[A series of items]
§

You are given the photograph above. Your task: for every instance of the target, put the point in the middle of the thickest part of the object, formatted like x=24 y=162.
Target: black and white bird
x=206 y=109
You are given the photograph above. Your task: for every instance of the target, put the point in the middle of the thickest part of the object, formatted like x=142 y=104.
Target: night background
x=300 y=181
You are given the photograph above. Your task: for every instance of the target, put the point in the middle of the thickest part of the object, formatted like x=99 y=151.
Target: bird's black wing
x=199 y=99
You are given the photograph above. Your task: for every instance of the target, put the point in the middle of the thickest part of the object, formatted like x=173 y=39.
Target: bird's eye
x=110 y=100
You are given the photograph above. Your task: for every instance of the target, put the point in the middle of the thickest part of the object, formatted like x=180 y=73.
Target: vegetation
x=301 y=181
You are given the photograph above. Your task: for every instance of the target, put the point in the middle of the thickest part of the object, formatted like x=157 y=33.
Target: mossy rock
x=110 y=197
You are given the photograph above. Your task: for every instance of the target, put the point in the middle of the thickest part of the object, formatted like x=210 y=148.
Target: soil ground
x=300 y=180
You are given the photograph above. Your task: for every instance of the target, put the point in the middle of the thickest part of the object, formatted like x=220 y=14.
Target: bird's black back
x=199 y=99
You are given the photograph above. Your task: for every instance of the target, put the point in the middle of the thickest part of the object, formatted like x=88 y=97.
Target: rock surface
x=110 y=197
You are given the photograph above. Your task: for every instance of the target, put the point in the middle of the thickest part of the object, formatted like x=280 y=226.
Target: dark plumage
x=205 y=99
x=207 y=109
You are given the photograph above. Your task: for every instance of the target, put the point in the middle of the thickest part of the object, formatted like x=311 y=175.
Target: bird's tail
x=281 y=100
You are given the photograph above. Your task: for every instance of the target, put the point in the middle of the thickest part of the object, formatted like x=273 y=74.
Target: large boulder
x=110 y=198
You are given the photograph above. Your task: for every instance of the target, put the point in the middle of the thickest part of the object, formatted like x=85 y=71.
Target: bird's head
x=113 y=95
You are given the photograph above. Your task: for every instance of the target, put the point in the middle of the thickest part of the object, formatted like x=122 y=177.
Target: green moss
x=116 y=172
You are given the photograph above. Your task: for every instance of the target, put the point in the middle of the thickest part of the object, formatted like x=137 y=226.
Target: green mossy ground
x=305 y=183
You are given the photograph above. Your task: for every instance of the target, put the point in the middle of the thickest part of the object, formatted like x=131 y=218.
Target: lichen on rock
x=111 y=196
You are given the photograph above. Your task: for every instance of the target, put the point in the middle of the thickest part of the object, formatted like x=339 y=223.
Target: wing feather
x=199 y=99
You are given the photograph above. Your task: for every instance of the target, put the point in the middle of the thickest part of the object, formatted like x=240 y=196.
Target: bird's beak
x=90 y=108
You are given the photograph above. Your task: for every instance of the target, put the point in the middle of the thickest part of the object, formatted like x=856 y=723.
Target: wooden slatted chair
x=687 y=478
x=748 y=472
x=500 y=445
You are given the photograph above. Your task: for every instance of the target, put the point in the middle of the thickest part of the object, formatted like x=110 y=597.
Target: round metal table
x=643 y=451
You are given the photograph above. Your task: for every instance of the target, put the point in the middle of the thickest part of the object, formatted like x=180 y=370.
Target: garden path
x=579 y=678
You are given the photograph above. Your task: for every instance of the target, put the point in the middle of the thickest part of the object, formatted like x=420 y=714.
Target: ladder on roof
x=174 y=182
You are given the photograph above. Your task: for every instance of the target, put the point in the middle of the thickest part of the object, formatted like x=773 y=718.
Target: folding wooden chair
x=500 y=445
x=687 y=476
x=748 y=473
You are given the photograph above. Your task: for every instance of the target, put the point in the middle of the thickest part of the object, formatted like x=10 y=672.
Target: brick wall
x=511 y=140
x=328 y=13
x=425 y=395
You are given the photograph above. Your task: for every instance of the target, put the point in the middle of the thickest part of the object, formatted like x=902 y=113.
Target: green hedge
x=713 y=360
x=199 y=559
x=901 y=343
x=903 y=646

§

■ **Given task**: Lay out the items above as a two-column CSV with the headers item_text and answer, one row per item. Put each field in quotes and replace its line breaks with spaces.

■ **Task result**:
item_text,answer
"You are given the photograph above. Your task: for every instance of the target, put the point in the middle of the thickest part of the object, formatted like x=24 y=162. Target: black and white bird","x=206 y=109"
"You are given the photograph above. Your task: for every instance of the target, put the point in the middle of the thickest part of the object, formatted like x=142 y=104. Target: night background","x=300 y=181"
"You are given the photograph above. Your task: for every instance of the target, put the point in the middle of the thickest part of the object, formatted like x=99 y=151. Target: bird's black wing","x=199 y=99"
"You are given the photograph above. Your task: for every instance of the target, put the point in the middle of the thickest part of the object, formatted like x=173 y=39. Target: bird's eye","x=110 y=100"
"You are given the photograph above. Your task: for every instance of the target, put the point in the middle of the thickest part of the object, formatted like x=180 y=73. Target: vegetation","x=301 y=181"
"You are given the photograph above. Your task: for every instance of the target, put the point in the middle of the thickest part of the object, formatted like x=157 y=33. Target: mossy rock","x=110 y=197"
"You are given the photograph above. Your task: for every instance of the target, put the point in the middle of the thickest part of the object, formatted like x=210 y=148. Target: soil ground","x=300 y=180"
"You are given the photograph above. Your task: for every instance of the target, put the point in the middle of the thickest part of the object, formatted like x=220 y=14. Target: bird's black back","x=199 y=99"
"You are given the photograph above. Your task: for every instance of the target, put the point in the middle of the thickest part of the object, formatted like x=88 y=97. Target: rock surface","x=110 y=197"
"You are given the photograph above. Your task: for every instance of the target, put the point in the middle of the thickest part of the object, formatted like x=280 y=226. Target: dark plumage","x=205 y=99 x=207 y=109"
"You are given the photograph above. Your task: for every instance of the target, put the point in the middle of the thickest part of the object, formatted like x=311 y=175. Target: bird's tail","x=281 y=100"
"You are given the photograph above. Your task: for every instance of the target, put the point in the middle of the thickest part of the object, formatted like x=273 y=74. Target: large boulder","x=110 y=198"
"You are given the photograph above. Your task: for every instance of the target, put the point in the middle of the thickest part of the object, formatted like x=85 y=71. Target: bird's head","x=113 y=95"
"You are given the photograph above. Your task: for every instance of the target, put the point in the middle of the thickest part of the object, formatted like x=122 y=177. Target: green moss","x=116 y=172"
"You are given the photograph above. Your task: for every instance of the target, put the point in the middle of the thickest part of the object, formatted like x=137 y=226. Target: green mossy ground","x=305 y=183"
"You are given the photograph above. Your task: for every instance of the target, put the point in the middle of the thickest part of the object, formatted like x=131 y=218. Target: lichen on rock","x=111 y=196"
"You are given the photograph above. Your task: for every instance of the target, put the point in the middle of the thickest part of the object, formatted like x=339 y=223. Target: wing feather","x=199 y=99"
"You are given the photograph above. Your task: for every instance of the target, put the point in the middle of the thickest part of the object, formatted like x=240 y=196. Target: bird's beak","x=90 y=108"
"You are given the photograph above. Your task: for every instance of the target, put the point in the middle of the thickest part of the object, formatted like x=856 y=723. Target: wooden slatted chair","x=687 y=478 x=748 y=472 x=500 y=445"
"You are given the photograph above. Your task: for every instance of the target, put the point in the middle of the thickest part of the object, formatted like x=110 y=597. Target: round metal table","x=643 y=451"
"You are given the photograph above. Your task: for every instance of the target, put the point in the middle of the thickest part of the object, formatted like x=180 y=370. Target: garden path","x=579 y=678"
"You are given the photograph above. Your task: for every instance of the target, put the point in the middle of the thickest part of the object, formatted like x=420 y=714. Target: ladder on roof","x=174 y=182"
"You are given the photograph above. Your task: for every instance of the target, put the point in the middle of the thickest part of the object, formatted like x=773 y=718. Target: folding wooden chair","x=500 y=445 x=687 y=476 x=748 y=473"
"You are given the photograph above. Your task: for every instance of the target, put the point in the middle of the thickest part of the object, formatted like x=10 y=672. Target: brick wall","x=511 y=140 x=328 y=13 x=425 y=395"
"You are given the photograph above. Your task: for every instance of the target, put the point in the middle of the thickest part of the object, formatted like x=902 y=113. Target: green hedge","x=713 y=360 x=199 y=559 x=901 y=343 x=903 y=646"